### DOCUMENT
The directive falls within the company’s 20/20/20 Strategy, announced in January. Over the next five years, Goldcorp plans to increase production, drive down all-in sustaining costs and grow gold reserves, all by 20 per cent.

Harbidge is in charge of increasing prospectivity at existing exploration camps and searching for new opportunities. “We have a portfolio of 164 targets and a budget of $100 million for brownfields exploration,” said Harbidge, “while our greenfields strategy is to look at companies in the right geological jurisdictions who have the right technical teams with the ability to make discoveries that meet Goldcorp’s criteria.”

Goldcorp is currently investing in junior companies located in areas with large, multi-deposit mineral potential and has prioritized North and South America for geological and logistical reasons. But projects in the Goldcorp pipeline are assessed beyond their address. The company is looking to “invest in people as much as properties,” said Garofalo.

Another example of Goldcorp’s approach is the investment the company made in Auryn Resources in January. Harbidge was impressed by the company’s portfolio of projects in favorable geological jurisdictions, including Nunavut, British Columbia, and Peru.

“But what also attracted me to them was their technical team and their exploration methodology,” said Harbidge. “The way they were undertaking their work was exactly how I like to undertake it. I felt they were a very competent team.”

Auryn’s executive chairman, Ivan Bebek, felt the same way. “We chose to partner with Goldcorp because of the favourable terms that were achieved and the familiarity they have with the three jurisdictions that we are working in,” he said.

### PROVIDED MATERIAL
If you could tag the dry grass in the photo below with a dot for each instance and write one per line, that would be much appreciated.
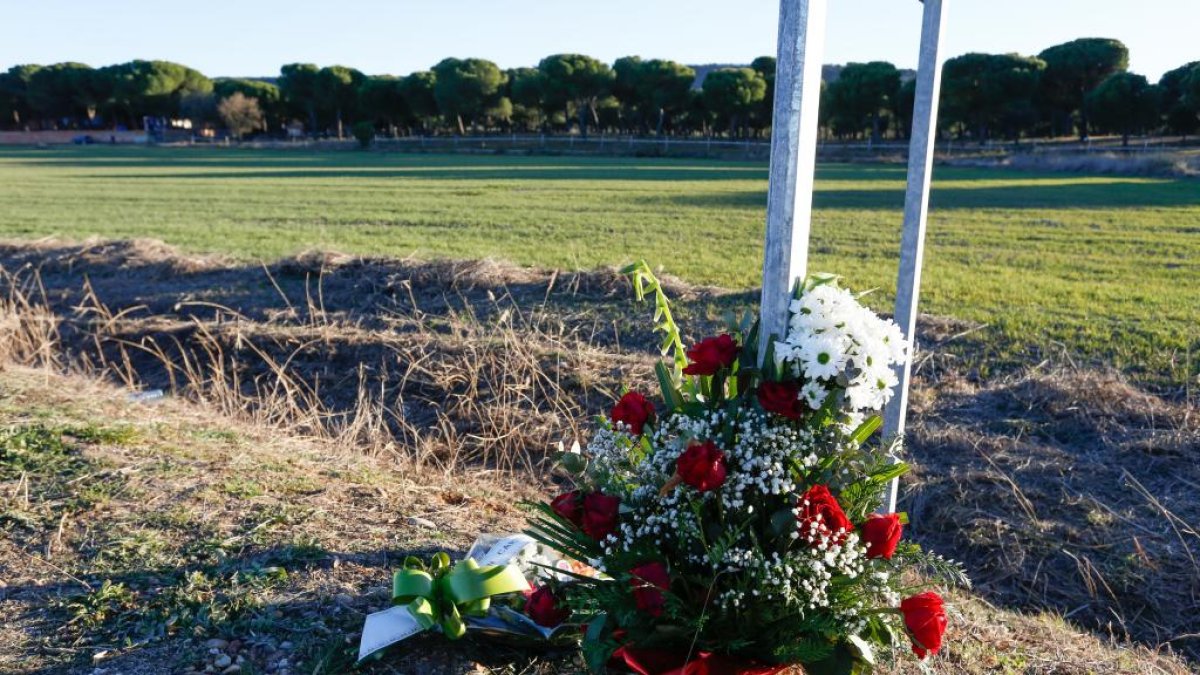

### REQUIRED TASKS
1) From the Goldcorp exploration text, extract word for word the part that opens with the words containing "Another example of" and closes with "Columbia, and Peru.".
2) Continue the Goldcorp exploration text, picking up after its final sentence.

### RESPONSES PER TASK
1)
Another example of Goldcorp’s approach is the investment the company made in Auryn Resources in January. Harbidge was impressed by the company’s portfolio of projects in favorable geological jurisdictions, including Nunavut, British Columbia, and Peru.

2)
Since receiving funding from Goldcorp in January, Auryn initiated fieldwork for a 25,000-metre drill program at the Committee Bay project in Nunavut, with further plans for drilling at its Homestake project in B.C. and at the company’s Peruvian projects later in the year.

Junior explorers like Auryn and Triumph recognize that Harbidge and his technical team are looking for projects, people and properties that meet a longer list of criteria.

“Goldcorp is not like an investor looking to make a quick return and flip the stock,” said John Anderson, Triumph’s chairman. “They know that finding and developing a mine takes time and they are investing in opportunities with the ability to grow through exploration into district scale potential.”

Anderson said he appreciates that the company “shares ideas with us, rather than directing us in our activities.”

Goldcorp is relying on exploration success to meet the target of increasing gold reserves to 50 million ounces in 2021, up from 42.8 million ounces in June 2016.